## WHAT IS BEING ASKED
Copy the entries word for word, starting at the first one and running down through the line containing "203,148 -> 217,170", with both ends included. Leave out the pictures.

Data items
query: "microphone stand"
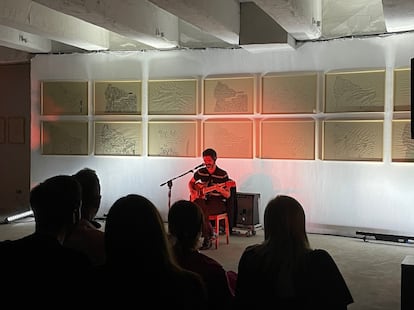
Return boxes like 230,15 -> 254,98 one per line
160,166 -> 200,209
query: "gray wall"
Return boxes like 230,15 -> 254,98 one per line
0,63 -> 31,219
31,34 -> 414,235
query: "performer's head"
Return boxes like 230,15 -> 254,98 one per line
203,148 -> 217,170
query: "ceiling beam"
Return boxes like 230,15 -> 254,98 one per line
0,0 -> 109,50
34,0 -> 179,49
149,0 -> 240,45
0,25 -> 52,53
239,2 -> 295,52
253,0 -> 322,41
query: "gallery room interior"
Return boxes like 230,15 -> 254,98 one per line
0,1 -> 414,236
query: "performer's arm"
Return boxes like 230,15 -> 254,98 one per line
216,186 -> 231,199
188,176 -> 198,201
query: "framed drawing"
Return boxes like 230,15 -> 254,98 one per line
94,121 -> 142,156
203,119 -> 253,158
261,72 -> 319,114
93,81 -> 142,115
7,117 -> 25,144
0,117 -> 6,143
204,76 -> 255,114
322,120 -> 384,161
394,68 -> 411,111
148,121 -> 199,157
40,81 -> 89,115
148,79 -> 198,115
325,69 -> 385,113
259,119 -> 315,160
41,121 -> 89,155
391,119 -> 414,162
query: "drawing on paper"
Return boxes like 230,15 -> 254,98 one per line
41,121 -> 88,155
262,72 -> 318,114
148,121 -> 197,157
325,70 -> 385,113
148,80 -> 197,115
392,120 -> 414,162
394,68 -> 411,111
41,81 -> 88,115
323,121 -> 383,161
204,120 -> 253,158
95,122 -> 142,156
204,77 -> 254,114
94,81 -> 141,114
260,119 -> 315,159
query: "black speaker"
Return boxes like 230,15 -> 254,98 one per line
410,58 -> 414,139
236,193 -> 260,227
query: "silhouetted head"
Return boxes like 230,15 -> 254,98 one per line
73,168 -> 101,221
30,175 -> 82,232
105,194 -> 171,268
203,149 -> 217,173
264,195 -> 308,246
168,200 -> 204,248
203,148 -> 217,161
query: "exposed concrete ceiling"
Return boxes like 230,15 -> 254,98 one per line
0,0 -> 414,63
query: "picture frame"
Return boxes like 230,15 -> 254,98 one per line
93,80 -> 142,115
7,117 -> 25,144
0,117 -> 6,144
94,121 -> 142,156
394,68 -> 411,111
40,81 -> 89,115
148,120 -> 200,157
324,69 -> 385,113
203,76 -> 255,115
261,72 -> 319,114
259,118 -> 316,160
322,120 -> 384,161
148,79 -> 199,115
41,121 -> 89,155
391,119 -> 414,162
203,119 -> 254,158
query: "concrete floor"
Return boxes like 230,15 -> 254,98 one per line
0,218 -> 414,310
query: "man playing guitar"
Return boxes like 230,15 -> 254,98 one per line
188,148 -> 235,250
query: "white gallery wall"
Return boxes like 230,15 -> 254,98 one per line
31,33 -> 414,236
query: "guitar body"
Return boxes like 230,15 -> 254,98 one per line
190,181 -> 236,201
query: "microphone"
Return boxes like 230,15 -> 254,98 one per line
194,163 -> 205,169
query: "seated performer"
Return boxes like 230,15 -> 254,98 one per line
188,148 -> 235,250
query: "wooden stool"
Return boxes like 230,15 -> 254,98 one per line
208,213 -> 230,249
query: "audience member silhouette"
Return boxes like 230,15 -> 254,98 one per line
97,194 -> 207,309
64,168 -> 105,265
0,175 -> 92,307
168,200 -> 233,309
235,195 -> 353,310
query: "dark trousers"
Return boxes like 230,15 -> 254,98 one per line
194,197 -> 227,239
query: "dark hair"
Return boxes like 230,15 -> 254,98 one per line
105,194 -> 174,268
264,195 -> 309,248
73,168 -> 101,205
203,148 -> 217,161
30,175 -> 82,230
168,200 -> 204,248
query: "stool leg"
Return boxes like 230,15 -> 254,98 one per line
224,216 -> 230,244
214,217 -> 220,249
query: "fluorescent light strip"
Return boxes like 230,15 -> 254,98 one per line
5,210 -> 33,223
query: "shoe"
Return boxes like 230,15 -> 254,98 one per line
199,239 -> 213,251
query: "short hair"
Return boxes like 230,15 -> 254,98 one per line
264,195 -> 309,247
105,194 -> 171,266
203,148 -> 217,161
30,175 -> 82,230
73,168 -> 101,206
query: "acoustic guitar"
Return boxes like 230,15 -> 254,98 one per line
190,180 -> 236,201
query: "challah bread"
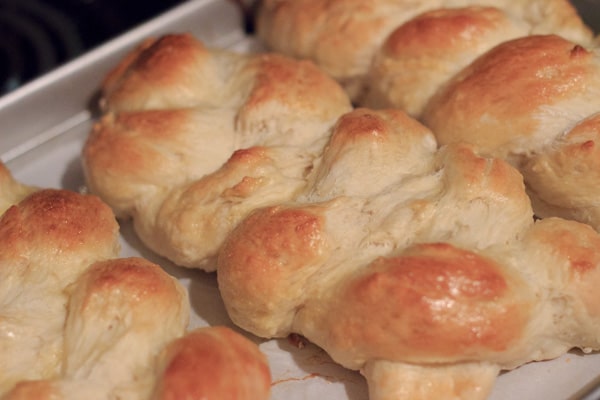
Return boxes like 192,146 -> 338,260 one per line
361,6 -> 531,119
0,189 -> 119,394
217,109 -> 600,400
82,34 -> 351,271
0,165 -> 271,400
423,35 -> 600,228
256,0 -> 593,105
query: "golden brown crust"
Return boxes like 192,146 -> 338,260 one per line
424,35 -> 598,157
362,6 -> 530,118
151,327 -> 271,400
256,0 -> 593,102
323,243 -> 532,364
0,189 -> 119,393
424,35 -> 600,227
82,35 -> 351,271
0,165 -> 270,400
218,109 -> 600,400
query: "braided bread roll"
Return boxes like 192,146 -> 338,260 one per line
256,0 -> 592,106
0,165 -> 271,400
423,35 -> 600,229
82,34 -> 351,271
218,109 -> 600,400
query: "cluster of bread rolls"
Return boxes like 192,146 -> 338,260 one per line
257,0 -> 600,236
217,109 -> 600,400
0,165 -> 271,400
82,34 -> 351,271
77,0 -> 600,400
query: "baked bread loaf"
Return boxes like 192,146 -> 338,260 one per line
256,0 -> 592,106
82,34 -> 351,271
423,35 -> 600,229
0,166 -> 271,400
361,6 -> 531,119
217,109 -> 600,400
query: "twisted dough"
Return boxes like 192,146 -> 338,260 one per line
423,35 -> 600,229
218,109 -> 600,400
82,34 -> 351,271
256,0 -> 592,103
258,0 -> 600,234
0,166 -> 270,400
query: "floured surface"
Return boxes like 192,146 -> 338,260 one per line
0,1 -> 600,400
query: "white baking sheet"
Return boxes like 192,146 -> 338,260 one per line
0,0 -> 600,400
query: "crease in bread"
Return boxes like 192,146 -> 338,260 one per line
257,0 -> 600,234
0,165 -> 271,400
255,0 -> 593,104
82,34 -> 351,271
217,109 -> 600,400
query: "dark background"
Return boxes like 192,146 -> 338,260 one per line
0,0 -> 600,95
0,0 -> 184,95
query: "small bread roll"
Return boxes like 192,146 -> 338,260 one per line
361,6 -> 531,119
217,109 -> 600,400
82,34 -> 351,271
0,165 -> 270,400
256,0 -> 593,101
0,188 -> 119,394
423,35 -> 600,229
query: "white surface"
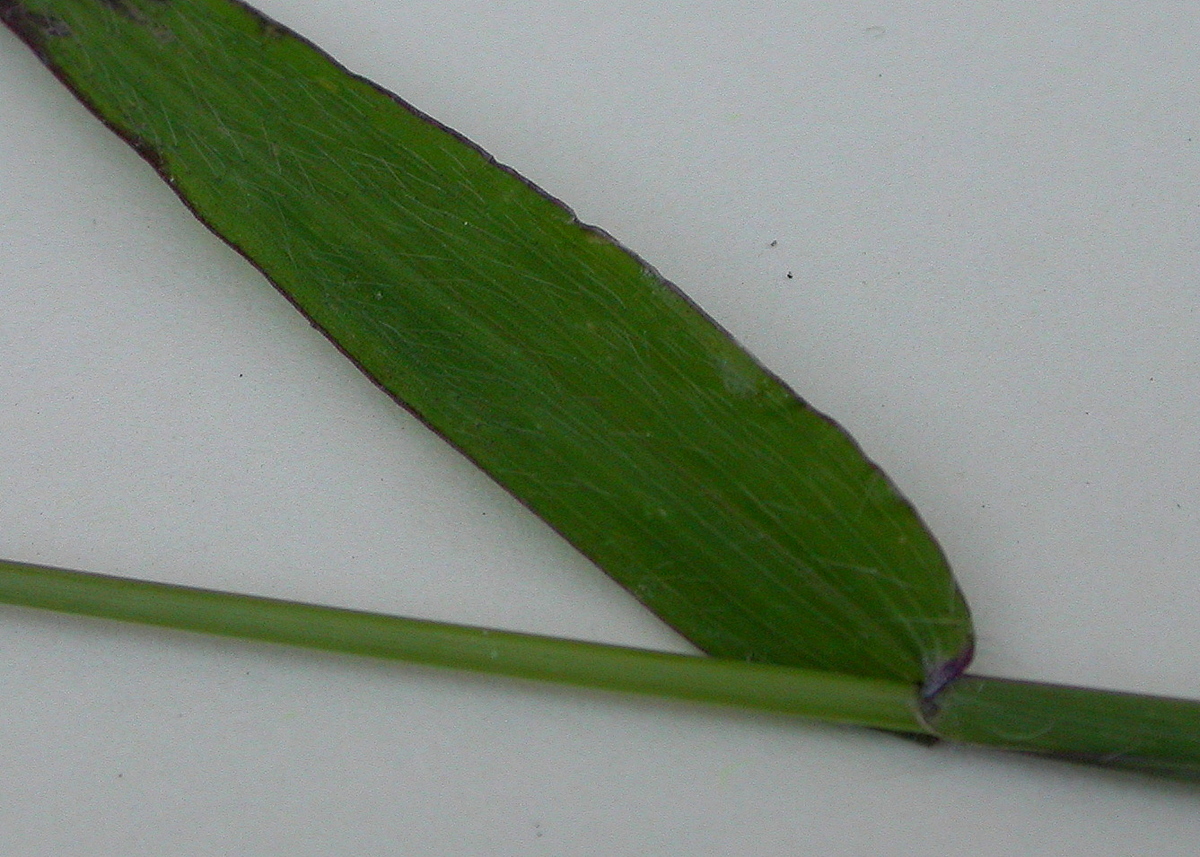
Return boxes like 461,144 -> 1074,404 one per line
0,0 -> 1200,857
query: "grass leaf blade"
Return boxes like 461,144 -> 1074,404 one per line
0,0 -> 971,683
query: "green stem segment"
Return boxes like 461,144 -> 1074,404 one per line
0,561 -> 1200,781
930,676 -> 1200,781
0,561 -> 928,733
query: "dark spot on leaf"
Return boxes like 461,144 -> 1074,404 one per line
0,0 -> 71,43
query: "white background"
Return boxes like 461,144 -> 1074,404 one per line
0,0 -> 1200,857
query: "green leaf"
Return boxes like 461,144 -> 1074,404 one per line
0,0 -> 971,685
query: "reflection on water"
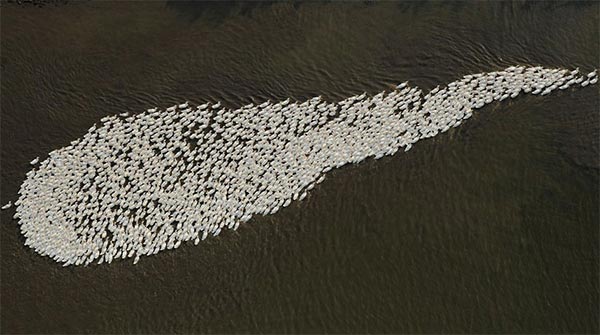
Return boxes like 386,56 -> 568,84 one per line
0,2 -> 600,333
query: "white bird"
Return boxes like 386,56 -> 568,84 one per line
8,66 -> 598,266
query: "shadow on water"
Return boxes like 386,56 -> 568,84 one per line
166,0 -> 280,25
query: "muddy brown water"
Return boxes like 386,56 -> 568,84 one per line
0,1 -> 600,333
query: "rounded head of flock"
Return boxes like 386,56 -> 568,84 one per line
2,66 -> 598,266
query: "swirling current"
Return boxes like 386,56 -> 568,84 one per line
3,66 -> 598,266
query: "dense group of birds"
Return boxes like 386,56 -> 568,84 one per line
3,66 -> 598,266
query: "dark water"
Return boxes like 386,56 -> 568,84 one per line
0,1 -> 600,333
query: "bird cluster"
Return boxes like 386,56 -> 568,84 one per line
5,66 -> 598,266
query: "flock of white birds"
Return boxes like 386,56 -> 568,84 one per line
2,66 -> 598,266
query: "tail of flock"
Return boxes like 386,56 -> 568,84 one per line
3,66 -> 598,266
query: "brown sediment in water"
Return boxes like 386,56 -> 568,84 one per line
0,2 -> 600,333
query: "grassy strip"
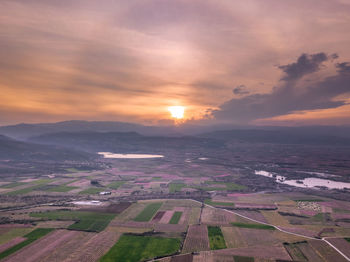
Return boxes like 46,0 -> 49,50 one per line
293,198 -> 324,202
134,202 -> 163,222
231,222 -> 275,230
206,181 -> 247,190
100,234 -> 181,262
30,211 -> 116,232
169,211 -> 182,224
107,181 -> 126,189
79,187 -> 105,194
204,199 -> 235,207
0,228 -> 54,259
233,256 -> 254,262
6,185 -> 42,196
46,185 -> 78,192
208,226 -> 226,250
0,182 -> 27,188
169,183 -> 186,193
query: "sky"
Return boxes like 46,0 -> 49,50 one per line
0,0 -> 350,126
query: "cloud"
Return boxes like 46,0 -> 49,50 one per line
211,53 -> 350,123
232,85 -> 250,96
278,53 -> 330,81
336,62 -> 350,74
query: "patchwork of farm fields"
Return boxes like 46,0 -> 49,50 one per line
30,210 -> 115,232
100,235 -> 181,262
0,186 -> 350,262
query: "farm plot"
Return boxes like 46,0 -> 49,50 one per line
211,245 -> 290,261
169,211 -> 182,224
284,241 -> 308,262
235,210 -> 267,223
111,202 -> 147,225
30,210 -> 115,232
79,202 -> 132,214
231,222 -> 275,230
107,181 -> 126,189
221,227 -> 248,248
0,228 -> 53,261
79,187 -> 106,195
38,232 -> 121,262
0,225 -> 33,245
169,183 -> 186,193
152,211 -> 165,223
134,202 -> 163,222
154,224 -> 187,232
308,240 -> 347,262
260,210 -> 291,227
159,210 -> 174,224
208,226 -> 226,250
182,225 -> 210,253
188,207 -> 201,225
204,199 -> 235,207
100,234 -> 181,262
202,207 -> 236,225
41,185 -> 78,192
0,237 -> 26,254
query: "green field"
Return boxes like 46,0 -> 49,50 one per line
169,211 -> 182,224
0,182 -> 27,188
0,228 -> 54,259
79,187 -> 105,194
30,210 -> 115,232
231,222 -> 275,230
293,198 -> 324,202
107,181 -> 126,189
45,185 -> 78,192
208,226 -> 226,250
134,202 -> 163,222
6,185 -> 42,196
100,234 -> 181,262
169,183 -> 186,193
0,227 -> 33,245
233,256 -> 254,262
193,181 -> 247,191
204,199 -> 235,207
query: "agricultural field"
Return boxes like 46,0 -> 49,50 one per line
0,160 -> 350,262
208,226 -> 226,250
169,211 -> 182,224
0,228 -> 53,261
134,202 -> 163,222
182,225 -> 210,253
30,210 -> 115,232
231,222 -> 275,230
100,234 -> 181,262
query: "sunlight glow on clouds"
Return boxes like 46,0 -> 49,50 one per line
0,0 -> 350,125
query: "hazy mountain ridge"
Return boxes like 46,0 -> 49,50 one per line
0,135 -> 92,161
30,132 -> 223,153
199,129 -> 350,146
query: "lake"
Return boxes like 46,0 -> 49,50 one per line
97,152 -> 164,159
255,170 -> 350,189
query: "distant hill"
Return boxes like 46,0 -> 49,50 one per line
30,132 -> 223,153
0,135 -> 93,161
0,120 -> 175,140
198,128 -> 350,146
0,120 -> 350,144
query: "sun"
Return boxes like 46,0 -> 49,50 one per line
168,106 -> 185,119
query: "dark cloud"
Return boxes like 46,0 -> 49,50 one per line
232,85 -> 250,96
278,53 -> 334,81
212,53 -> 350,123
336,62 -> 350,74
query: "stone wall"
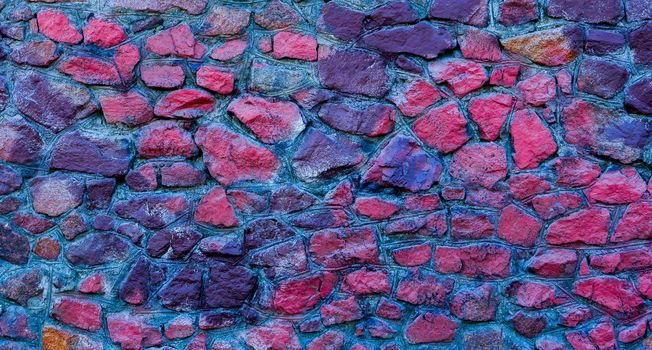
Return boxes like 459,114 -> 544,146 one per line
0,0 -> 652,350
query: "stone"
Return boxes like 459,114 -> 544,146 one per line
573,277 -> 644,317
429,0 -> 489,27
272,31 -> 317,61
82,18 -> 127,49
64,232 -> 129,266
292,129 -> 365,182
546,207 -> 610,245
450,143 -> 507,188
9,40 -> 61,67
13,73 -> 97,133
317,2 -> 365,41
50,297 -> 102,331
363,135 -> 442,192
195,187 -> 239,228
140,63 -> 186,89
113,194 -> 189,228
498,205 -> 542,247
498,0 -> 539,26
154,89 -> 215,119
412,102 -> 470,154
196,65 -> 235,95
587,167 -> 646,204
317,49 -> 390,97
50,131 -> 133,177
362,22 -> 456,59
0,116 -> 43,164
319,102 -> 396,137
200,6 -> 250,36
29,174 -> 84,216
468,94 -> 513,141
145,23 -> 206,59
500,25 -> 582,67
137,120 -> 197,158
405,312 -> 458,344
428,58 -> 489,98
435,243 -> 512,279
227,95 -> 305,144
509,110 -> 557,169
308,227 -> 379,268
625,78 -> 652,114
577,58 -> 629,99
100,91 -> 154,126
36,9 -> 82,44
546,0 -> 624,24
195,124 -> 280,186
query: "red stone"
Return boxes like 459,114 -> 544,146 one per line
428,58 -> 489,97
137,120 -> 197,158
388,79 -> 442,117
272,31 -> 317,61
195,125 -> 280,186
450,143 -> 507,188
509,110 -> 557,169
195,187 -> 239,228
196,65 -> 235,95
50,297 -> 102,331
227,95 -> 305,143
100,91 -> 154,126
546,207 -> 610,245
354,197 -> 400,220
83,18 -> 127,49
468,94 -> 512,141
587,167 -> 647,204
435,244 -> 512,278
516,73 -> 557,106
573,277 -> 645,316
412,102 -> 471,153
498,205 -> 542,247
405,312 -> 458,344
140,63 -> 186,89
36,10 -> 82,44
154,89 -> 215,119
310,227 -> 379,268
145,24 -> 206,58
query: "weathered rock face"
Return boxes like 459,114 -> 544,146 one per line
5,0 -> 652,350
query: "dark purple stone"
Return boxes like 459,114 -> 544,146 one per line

## TASK SOLUTION
query: "microphone stand"
Return boxes like 230,15 -> 254,98 one per line
160,166 -> 200,209
query: "gray wall"
Return boxes like 230,15 -> 254,98 one per line
0,63 -> 31,219
31,34 -> 414,235
query: "performer's head"
Return boxes like 230,15 -> 254,98 one per line
203,148 -> 217,170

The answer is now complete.